RECORDS FOR THE TASK -
-- START --

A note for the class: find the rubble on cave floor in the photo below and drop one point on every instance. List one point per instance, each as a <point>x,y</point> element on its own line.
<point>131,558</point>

-- END --
-- START --

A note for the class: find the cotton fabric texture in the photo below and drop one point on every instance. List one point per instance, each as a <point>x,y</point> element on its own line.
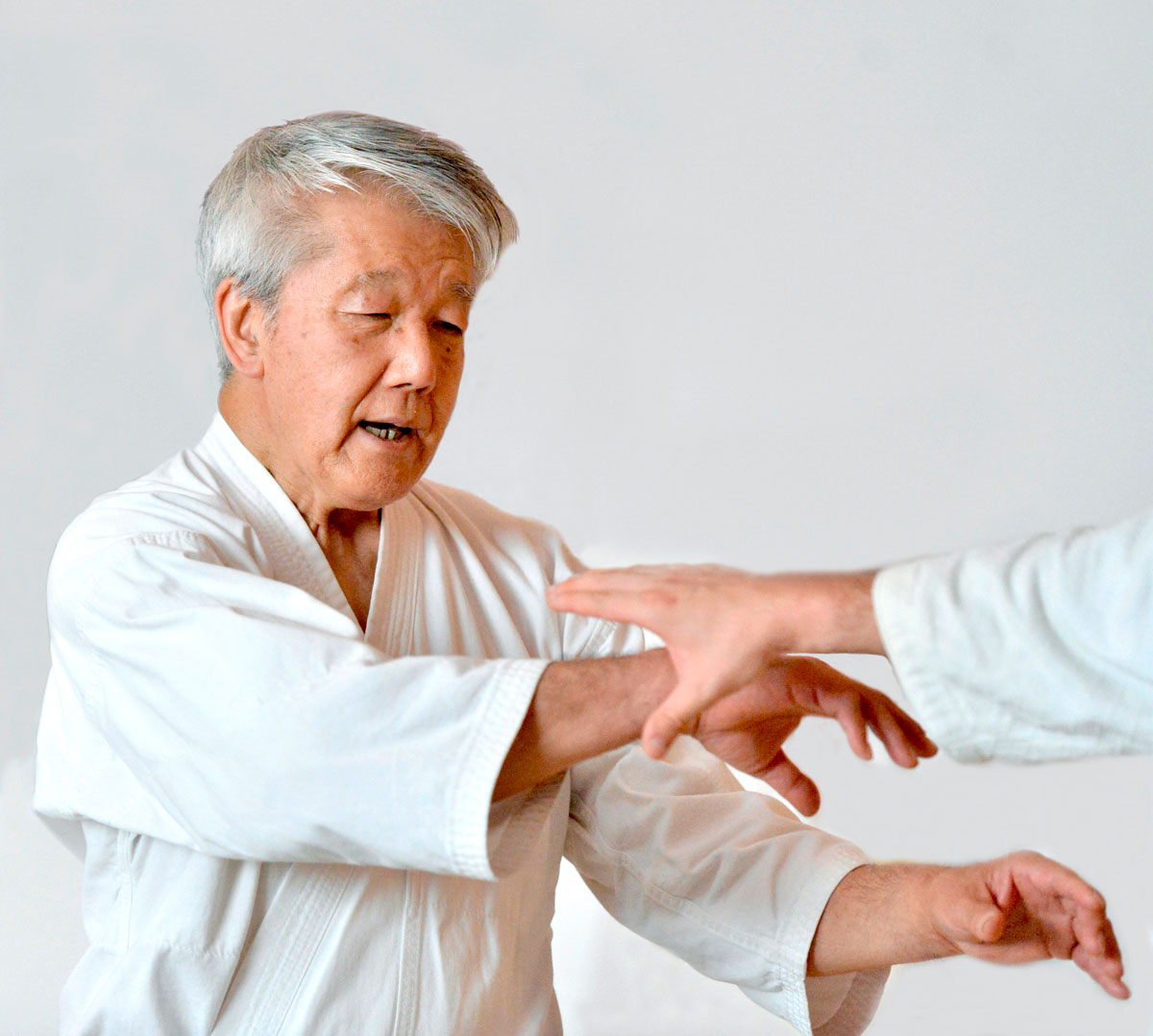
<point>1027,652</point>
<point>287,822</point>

-- END --

AIM -
Render the listing as a Markdown table with columns Row and Line, from the line containing "A note for the class: find the cotton" up to and including the line containing "<point>287,822</point>", leaving out blank lines. Keep the pictures out of the answer.

WRITTEN REPLY -
| Row | Line |
|---|---|
| 1 | A note for the class: find the cotton fabric texture in the photo below and drop one point on every instance. List one point per instance, each as a <point>x,y</point> element on its own line. |
| 2 | <point>1027,652</point> |
| 3 | <point>287,822</point> |